▸ Short task 1
From the rows below, pick out and copy each line that contains the string "clump".

6.5 in mens / 8.5 in womans / European 39. What waist size yould you recommend? Was looking at the description of the Venture Zephyr only minutes ago. Actually, I did the entire day nothing else than read manufacturer's and the-good-ride's descriptions of board, :tempted: mentally zig-zagging between being attracted by the stiffer men's ones, then telling myself 
"naaa... you're looking for a contrast to the Flagship" - "yes... but I don't want to ride a chattery unstable noodle" 
"but you want to have something more easygoing" - "but none of the woman's boards has an 'excellent' in carving" 
"don't be stubborn, try something complete different" - "I'll hate it at the first straight line runout" 
"but you might finally look _elegant_!"  

Well... it's pretty sure now that we'll skip the demo day. Snowstorms are announced for the next three days. As interesting and helpful it would be to test several boards, when pow is announced, there's no other option than to follow this siren's call!


----------



## silverwhale (Nov 17, 2012)

When you say you're looking for a women's board with an "excellent" in carving, do you mean on TheGoodRide? Cause I will note that the Rome Gold I mentioned a couple posts ago did have an "excellent" in both groomers and carving if my memory serves me correctly - one of the main reasons I was attracted to it  Have fun hitting the powder if that's what you decide to do though


----------



## neni (Dec 24, 2012)

silverwhale said:


> I got a new board this year - the Rome Gold - it might be worth a demo. I'm finding it fantastic on groomers, it really carves well and is fast from edge to edge. It also picks up speed quickly, I can fly past everyone down blue corduroy runs and sometimes have to check (slow) my speed going down blacks. I weigh slightly less than you and have a 147, but you probably want to go larger based on the other boards you've tried  You might find it slightly squirrely when the board is flat (I hardly notice it now), but on edge it's great. I haven't tried a huge selection of boards so I don't have the experience of some other people on here ... but if you are wanting a suggestion that is actually a women's board it might be worth a try!


Fist female post :thumbsup: Thanks! Sounds promising, will go to my "to check in detail" list. Seems to have exactly this "acceleration in the carve" attitude, I'm looking for. The squirrely while flat might be the same try-to-balance-on-an-gymnastic-ball feeling, I recogniced trying to ride the Raptor (also hybrid rocker) flat. Snowolf mentioned in the "scorpoined while flat..." thread how to overcome this problem, so I just have to test.

▸ Short task 2
Translate this sentence from the snowboard forum thread above into Spanish: "Snowstorms are announced for the next three days."

▸ Data rows
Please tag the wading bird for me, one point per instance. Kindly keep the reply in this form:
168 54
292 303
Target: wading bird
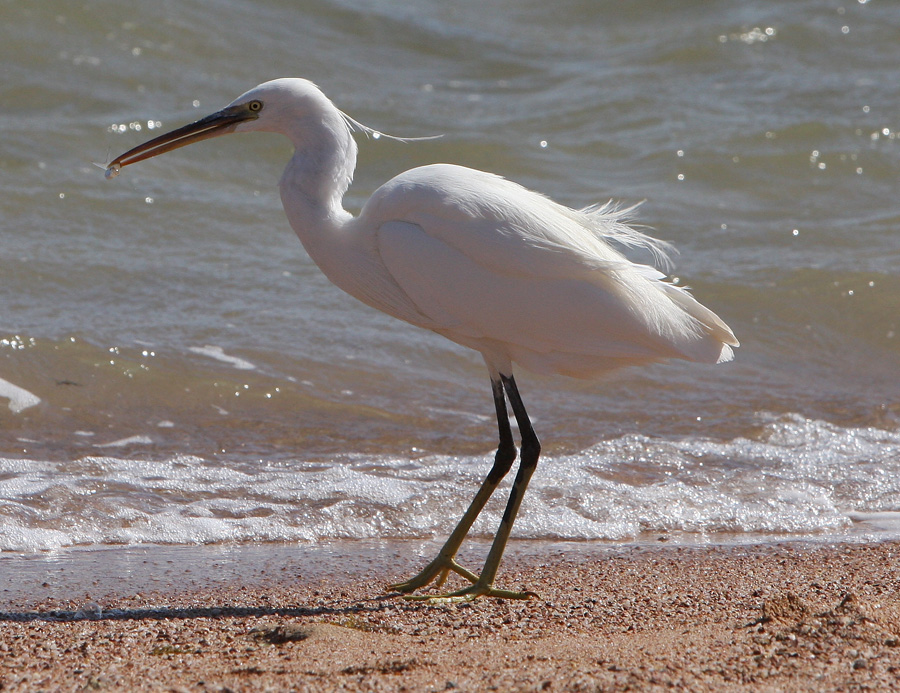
480 260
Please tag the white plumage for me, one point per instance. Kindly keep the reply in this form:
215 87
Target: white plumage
476 258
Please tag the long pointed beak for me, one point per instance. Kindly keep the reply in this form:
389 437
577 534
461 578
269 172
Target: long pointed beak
219 123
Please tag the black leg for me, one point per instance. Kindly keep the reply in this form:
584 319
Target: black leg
503 460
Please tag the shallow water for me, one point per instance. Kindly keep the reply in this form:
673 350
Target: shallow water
174 369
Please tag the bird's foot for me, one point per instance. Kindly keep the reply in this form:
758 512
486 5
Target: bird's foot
471 593
439 569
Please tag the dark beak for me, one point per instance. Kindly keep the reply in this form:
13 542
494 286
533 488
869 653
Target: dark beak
219 123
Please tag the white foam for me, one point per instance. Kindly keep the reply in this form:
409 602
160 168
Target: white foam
796 478
19 398
219 354
122 442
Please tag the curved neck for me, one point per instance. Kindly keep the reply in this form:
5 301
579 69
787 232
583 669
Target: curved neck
315 180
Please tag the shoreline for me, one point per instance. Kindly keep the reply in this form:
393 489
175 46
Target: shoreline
774 616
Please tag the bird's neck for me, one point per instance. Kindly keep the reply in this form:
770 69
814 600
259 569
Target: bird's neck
317 176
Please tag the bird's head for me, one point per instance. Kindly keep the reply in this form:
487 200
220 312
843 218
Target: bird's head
281 105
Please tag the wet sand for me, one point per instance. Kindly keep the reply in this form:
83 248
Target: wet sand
794 616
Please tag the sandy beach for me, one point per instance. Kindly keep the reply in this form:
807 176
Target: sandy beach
795 616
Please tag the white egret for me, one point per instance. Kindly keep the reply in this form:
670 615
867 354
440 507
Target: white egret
480 260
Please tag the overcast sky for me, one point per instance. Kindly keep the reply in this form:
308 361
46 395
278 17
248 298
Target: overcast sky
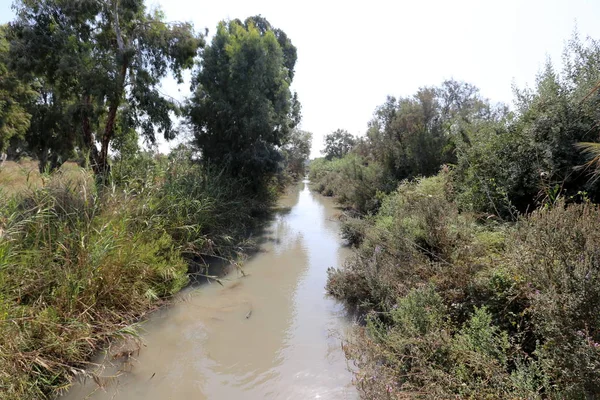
351 55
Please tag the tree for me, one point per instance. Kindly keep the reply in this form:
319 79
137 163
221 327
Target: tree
14 118
297 152
109 57
242 110
338 143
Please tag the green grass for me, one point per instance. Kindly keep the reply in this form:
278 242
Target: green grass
79 265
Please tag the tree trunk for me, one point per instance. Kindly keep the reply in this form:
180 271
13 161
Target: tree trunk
88 137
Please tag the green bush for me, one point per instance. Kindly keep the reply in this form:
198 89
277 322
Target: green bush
354 181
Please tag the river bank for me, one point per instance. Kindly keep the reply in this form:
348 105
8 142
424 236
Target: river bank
271 334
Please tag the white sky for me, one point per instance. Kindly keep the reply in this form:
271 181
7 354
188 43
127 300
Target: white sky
352 54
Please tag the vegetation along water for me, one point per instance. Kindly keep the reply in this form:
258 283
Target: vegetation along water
459 255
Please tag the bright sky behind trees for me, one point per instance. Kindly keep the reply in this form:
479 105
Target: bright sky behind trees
351 55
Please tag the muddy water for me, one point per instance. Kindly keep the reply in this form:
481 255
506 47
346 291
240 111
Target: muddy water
270 335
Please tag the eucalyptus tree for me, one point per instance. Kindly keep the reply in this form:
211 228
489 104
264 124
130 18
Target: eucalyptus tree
242 109
108 57
14 93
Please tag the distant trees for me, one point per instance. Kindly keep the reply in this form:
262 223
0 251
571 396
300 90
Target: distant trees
242 110
338 143
99 63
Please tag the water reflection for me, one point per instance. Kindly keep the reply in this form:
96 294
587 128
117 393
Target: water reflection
273 334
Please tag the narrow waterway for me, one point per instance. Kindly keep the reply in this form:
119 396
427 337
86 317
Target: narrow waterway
273 334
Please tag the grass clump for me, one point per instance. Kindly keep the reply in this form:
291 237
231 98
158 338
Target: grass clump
79 264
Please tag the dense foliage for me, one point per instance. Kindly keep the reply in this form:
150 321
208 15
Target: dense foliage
99 64
242 110
476 260
105 231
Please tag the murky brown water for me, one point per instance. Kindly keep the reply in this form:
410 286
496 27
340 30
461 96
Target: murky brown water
205 347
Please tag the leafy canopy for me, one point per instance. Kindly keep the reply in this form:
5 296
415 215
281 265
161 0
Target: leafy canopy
242 110
108 57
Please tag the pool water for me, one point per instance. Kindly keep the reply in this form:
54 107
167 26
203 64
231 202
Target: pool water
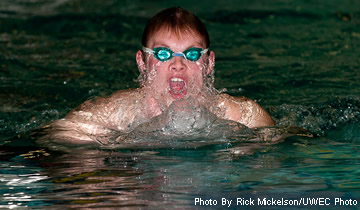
298 59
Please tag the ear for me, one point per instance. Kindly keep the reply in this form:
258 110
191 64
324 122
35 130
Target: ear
140 61
211 63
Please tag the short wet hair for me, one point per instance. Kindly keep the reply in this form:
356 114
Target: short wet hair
176 20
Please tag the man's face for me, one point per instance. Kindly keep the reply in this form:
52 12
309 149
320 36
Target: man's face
177 78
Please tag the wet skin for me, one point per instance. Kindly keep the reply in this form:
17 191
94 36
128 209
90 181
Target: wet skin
176 79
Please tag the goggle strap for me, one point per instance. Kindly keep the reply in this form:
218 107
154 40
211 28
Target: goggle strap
147 50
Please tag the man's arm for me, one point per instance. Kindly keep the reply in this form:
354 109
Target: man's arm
245 111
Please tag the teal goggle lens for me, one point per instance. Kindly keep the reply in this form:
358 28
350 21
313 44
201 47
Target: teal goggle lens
164 54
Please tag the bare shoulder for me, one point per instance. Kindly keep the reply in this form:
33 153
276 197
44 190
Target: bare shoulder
244 110
116 111
117 97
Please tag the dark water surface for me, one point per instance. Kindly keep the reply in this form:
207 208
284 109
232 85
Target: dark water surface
298 59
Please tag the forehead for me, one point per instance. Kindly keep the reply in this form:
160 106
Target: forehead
170 38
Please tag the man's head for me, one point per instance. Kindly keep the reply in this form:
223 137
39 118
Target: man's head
178 21
178 77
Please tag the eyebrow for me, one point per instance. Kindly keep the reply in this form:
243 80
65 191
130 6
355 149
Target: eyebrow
158 44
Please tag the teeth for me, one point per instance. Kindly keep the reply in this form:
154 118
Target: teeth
177 80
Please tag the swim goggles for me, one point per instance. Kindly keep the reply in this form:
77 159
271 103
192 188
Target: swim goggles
164 54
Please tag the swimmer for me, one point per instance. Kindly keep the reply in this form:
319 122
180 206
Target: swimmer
175 64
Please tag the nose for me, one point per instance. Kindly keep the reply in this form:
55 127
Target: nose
177 64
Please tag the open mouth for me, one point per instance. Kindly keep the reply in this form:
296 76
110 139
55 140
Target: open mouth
177 87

▸ Exercise result 1
Please tag the grass clump for me, one point per instance. Kindly keep the reply in this form:
Target: grass clump

▸ Exercise result 2
Se anuncian tormentas de nieve para los próximos tres días.